MANUALLY OPERATED PUMP

Abstract

A manually operated pump (1), comprising a cup-shaped body (2) inside which a piston (3)—coupled with a hollow stem (4) for the movement thereof within the cup-shaped body (2)—sealingly slides, the pump being equipped with a base (5) which seals the cup-shaped body (2) and which is endowed with a hole (11) for the stem (4), the said stem (4) and the base (5) being torsionally coupled, at least part of the cup-shaped body (2) and of the piston (3) delimiting a compression chamber (6) coupled with at least one suction valve element (8) and with a delivery valve element (9), the said delivery valve element (9) being in communication with a cavity in the stem (4), a dispensing button (10) being sealingly fitted on the stem (4), the said button (10) and the stem (4) being mutually constrained so that the button rotates, in a limited manner, around an axis (A) of the stem (4) between a first dispensing position and a second closed position, in which at least one tooth (D) of the button abuts a surface (13) of a ring nut (12) so as to prevent a stem (4) stroke; the ring nut (12) can be coupled torsionally to the base (5) or to the cup-shaped body (2) in at least two alternative assembly positions, such that, if the ring nut (12) is in its first assembly position and the button (10) is in the dispensing position, a first groove (S1) of the ring nut faces the tooth (D) which can slide in it up to a first end-stroke (F1), allowing a first stroke of the stem (4) and which, if the ring nut (12) is in its second assembly position and the button (10) is in the dispensing position, a second groove (S2) of the ring faces the tooth (D) which can slide in it up to a second end-stroke (F2), allowing a second stroke of the stem (4) different from the first stroke of the stem, so that, during the assembly of the pump, the positioning of the ring nut (12) in the first or second assembly position (2) determine a first or second dispensing volume of the pump.

_Record extracts:_
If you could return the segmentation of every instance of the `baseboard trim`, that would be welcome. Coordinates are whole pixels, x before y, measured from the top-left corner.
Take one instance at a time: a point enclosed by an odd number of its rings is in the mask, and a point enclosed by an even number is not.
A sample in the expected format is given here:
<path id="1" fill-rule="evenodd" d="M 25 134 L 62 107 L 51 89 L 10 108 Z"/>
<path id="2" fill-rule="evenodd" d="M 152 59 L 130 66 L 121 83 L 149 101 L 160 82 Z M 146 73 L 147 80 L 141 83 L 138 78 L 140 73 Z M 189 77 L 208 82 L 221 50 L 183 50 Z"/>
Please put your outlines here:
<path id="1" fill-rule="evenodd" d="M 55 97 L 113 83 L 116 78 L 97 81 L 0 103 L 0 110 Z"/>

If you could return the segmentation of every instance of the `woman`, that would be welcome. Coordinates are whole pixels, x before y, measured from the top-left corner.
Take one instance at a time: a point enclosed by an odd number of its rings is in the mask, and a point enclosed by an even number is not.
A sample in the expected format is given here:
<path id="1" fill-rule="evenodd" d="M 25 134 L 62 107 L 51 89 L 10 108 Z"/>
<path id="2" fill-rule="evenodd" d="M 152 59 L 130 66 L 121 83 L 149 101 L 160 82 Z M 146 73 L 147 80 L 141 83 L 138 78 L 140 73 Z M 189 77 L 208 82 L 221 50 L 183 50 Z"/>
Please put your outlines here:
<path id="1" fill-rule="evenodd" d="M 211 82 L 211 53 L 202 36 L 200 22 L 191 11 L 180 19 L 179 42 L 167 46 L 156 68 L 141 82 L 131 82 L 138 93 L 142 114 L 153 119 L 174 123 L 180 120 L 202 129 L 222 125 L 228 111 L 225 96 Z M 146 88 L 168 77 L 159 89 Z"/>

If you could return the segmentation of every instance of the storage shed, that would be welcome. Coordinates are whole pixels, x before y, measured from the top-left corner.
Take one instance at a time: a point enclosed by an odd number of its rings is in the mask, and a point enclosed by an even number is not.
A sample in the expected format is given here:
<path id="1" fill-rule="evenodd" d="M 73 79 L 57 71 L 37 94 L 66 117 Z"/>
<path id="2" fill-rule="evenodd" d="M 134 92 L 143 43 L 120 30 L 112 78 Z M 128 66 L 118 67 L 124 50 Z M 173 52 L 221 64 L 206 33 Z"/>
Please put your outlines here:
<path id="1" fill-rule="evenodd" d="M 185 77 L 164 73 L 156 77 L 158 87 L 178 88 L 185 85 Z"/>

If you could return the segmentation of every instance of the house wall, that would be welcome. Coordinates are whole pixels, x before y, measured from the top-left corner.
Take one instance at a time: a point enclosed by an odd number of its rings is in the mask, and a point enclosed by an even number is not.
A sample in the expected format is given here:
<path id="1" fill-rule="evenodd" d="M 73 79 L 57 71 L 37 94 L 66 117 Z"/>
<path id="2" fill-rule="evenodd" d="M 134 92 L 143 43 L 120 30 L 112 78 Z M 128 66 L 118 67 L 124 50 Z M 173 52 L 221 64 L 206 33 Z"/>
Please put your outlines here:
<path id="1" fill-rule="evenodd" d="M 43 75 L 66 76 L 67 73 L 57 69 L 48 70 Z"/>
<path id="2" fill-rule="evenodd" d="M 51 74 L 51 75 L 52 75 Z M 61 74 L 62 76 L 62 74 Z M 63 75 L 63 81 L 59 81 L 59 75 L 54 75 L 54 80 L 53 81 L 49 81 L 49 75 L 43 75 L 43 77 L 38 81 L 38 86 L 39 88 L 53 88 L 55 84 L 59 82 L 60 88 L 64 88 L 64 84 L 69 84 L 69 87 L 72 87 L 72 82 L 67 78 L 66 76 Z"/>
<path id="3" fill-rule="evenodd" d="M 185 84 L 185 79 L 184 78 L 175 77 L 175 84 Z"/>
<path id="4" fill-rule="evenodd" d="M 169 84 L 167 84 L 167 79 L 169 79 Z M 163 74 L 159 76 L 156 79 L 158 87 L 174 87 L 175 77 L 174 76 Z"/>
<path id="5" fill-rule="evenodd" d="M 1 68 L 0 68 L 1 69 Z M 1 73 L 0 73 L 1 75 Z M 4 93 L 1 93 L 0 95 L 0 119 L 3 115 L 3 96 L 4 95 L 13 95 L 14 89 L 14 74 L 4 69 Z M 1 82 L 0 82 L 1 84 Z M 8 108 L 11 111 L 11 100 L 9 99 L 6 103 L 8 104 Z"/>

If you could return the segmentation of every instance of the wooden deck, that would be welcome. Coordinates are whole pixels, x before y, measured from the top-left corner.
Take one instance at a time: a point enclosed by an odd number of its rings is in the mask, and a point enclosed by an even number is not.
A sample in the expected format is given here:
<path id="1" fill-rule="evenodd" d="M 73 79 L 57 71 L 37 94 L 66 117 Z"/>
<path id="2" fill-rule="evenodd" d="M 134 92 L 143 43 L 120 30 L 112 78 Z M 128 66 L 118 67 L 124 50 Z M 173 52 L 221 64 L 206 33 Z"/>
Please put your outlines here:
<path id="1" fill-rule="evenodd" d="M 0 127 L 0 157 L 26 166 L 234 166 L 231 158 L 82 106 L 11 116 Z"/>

_Exercise brief:_
According to the pump abstract, what determines whether the pump has its first or second dispensing volume?

_Output:_
Where the ring nut is placed during assembly, in its first or its second assembly position.